*THE PROBLEM*: Reproduce every row below line for line, changing nothing.

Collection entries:

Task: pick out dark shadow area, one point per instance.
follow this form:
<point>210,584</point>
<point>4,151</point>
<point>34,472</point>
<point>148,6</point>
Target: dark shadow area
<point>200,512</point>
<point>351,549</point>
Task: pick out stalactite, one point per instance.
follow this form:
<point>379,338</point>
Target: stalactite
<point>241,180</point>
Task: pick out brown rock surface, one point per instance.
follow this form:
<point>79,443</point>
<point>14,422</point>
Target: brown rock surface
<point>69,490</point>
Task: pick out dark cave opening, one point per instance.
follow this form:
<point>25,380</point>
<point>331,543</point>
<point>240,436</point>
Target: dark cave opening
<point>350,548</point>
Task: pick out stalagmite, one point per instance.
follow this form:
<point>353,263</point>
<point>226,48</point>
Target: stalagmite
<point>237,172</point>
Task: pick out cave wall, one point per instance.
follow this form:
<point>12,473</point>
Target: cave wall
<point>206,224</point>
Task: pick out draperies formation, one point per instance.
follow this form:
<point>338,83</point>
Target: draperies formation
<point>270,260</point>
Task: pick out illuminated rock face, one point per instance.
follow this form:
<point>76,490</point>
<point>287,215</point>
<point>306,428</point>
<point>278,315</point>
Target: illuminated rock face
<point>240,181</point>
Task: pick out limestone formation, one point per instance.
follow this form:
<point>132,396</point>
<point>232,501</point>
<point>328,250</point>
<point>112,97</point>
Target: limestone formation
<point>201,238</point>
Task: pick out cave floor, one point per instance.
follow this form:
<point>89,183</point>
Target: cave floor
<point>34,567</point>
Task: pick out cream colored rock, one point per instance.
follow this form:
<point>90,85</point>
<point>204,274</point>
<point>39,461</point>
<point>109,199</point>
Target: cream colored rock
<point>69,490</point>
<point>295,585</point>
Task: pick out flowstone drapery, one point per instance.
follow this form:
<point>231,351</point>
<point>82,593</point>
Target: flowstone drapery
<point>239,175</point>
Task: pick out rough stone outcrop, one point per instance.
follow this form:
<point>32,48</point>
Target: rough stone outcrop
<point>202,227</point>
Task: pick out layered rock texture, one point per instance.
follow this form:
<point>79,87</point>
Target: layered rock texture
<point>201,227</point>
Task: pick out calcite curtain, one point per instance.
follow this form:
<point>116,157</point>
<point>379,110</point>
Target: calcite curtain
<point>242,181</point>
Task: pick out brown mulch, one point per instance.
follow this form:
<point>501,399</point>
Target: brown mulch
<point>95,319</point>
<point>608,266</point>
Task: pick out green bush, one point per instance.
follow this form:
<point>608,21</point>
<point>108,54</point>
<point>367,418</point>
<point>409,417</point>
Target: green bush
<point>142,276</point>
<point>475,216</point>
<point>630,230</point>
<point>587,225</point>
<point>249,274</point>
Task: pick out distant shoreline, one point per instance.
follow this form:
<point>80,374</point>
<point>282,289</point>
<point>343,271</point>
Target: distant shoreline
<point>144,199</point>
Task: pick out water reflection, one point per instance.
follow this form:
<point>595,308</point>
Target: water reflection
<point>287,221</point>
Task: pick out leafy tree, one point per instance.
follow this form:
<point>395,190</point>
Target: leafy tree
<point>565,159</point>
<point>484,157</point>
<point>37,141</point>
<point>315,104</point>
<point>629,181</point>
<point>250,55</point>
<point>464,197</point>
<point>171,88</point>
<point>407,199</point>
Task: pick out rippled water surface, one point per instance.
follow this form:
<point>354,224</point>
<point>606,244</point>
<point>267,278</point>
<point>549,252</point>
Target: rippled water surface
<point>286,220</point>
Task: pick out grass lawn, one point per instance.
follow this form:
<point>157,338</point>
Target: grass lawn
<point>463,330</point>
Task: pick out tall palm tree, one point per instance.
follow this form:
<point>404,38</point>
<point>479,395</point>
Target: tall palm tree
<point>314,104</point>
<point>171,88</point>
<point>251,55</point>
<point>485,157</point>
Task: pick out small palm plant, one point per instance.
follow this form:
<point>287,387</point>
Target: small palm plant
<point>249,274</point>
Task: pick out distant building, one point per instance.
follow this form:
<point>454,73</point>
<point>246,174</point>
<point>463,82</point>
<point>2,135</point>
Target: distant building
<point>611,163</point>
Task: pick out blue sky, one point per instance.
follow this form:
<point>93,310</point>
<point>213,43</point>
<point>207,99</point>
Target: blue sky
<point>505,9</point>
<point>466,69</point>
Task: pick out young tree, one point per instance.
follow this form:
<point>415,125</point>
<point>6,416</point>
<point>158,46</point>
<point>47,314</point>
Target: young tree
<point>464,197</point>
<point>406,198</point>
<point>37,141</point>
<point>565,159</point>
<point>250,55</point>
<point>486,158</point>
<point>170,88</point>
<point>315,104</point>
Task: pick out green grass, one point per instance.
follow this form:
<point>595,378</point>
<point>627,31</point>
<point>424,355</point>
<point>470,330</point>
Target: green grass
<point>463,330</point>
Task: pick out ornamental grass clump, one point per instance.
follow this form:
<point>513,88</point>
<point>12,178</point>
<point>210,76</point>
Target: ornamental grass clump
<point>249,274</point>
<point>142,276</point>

*WRITTEN RESPONSE*:
Task: pick out dark shadow area, one point per instance.
follow this form:
<point>210,584</point>
<point>4,151</point>
<point>34,472</point>
<point>148,6</point>
Target: dark shadow area
<point>200,512</point>
<point>351,549</point>
Task: pick out stalactite, one point per instance.
follow this form:
<point>379,338</point>
Target: stalactite
<point>241,180</point>
Task: pick out brown rock surface, one point per instance.
follow this form:
<point>79,443</point>
<point>14,422</point>
Target: brown rock surface
<point>69,490</point>
Task: pick out dark cave opening, one point per instance.
follow this form:
<point>25,380</point>
<point>331,543</point>
<point>240,436</point>
Target: dark cave opening
<point>350,548</point>
Task: pick out stalagmite, one point per instance.
follow this form:
<point>353,263</point>
<point>226,48</point>
Target: stalagmite
<point>237,172</point>
Task: pick out cave wall, one point per instance.
follow this form:
<point>12,473</point>
Target: cave wall
<point>206,224</point>
Task: pick out draperies formation, one point per instance.
follow this form:
<point>338,83</point>
Target: draperies formation
<point>270,260</point>
Task: pick out illuminated rock face, one point per instance.
follow this form:
<point>76,490</point>
<point>287,215</point>
<point>306,428</point>
<point>278,315</point>
Target: illuminated rock face
<point>240,181</point>
Task: pick out limestone formation, one point per instance.
follow this form:
<point>132,396</point>
<point>232,501</point>
<point>328,250</point>
<point>112,97</point>
Target: limestone formation
<point>201,238</point>
Task: pick out cave floor, one point per instance.
follow this form:
<point>89,183</point>
Target: cave floor
<point>34,567</point>
Task: pick out cream colored rock, one point per instance.
follow this form:
<point>90,85</point>
<point>204,274</point>
<point>39,461</point>
<point>109,199</point>
Target: cream colored rock
<point>69,490</point>
<point>295,585</point>
Task: pick out flowstone drapery, one point per instance.
follow this form:
<point>231,351</point>
<point>82,593</point>
Target: flowstone drapery
<point>239,175</point>
Task: pick out rough stone outcrop, one point per instance.
follow this form:
<point>32,48</point>
Target: rough stone outcrop
<point>202,227</point>
Task: pick out layered rock texture, one point per instance.
follow this form:
<point>79,87</point>
Target: layered rock texture
<point>201,227</point>
Task: pick out calcite curtain, one point per instance.
follow this form:
<point>116,157</point>
<point>379,110</point>
Target: calcite curtain
<point>242,181</point>
Task: pick out brown mulch, one point per instance.
follow this form:
<point>501,399</point>
Target: brown mulch
<point>95,319</point>
<point>608,266</point>
Task: pick out green bush, one point per instance.
follow this form:
<point>608,21</point>
<point>108,54</point>
<point>367,418</point>
<point>409,417</point>
Target: green bush
<point>142,276</point>
<point>475,216</point>
<point>630,230</point>
<point>587,225</point>
<point>249,274</point>
Task: pick out distant shoreline, one point per instance.
follow this form:
<point>80,374</point>
<point>282,289</point>
<point>343,271</point>
Target: distant shoreline
<point>144,199</point>
Task: pick out water reflection, one point per instance.
follow this form:
<point>595,308</point>
Target: water reflection
<point>287,221</point>
Task: pick out leafy tree, one point per instance.
follow this form:
<point>395,190</point>
Target: leafy tree
<point>565,159</point>
<point>484,157</point>
<point>37,141</point>
<point>315,104</point>
<point>629,181</point>
<point>250,55</point>
<point>464,197</point>
<point>171,88</point>
<point>407,199</point>
Task: pick out rippled water surface, one point per instance.
follow this form:
<point>354,224</point>
<point>606,244</point>
<point>267,278</point>
<point>549,252</point>
Target: rippled water surface
<point>286,220</point>
Task: pick out grass lawn, one point per instance.
follow this form:
<point>157,338</point>
Target: grass lawn
<point>463,330</point>
Task: pick out tall palm tree, one point per instance.
follow this form:
<point>404,38</point>
<point>479,395</point>
Target: tall palm tree
<point>314,104</point>
<point>171,88</point>
<point>251,55</point>
<point>485,157</point>
Task: pick out small palm plant, one point per instance.
follow this form:
<point>287,387</point>
Target: small palm plant
<point>249,274</point>
Task: pick out distant building, one point per instance.
follow this form:
<point>454,73</point>
<point>246,174</point>
<point>463,82</point>
<point>2,135</point>
Target: distant building
<point>611,163</point>
Task: pick out blue sky, one point per instance.
follow this form:
<point>93,310</point>
<point>213,43</point>
<point>207,99</point>
Target: blue sky
<point>505,9</point>
<point>466,69</point>
Task: pick out young tree, one point per instance.
follow this form:
<point>415,125</point>
<point>6,416</point>
<point>158,46</point>
<point>47,314</point>
Target: young tree
<point>464,197</point>
<point>406,198</point>
<point>37,141</point>
<point>565,159</point>
<point>250,55</point>
<point>486,158</point>
<point>170,88</point>
<point>315,104</point>
Task: pick out green grass, one point per instance.
follow this form:
<point>595,378</point>
<point>627,31</point>
<point>424,355</point>
<point>470,330</point>
Target: green grass
<point>463,330</point>
Task: pick out ornamental grass clump, one point per instance.
follow this form:
<point>513,88</point>
<point>12,178</point>
<point>210,76</point>
Target: ornamental grass clump
<point>249,274</point>
<point>142,276</point>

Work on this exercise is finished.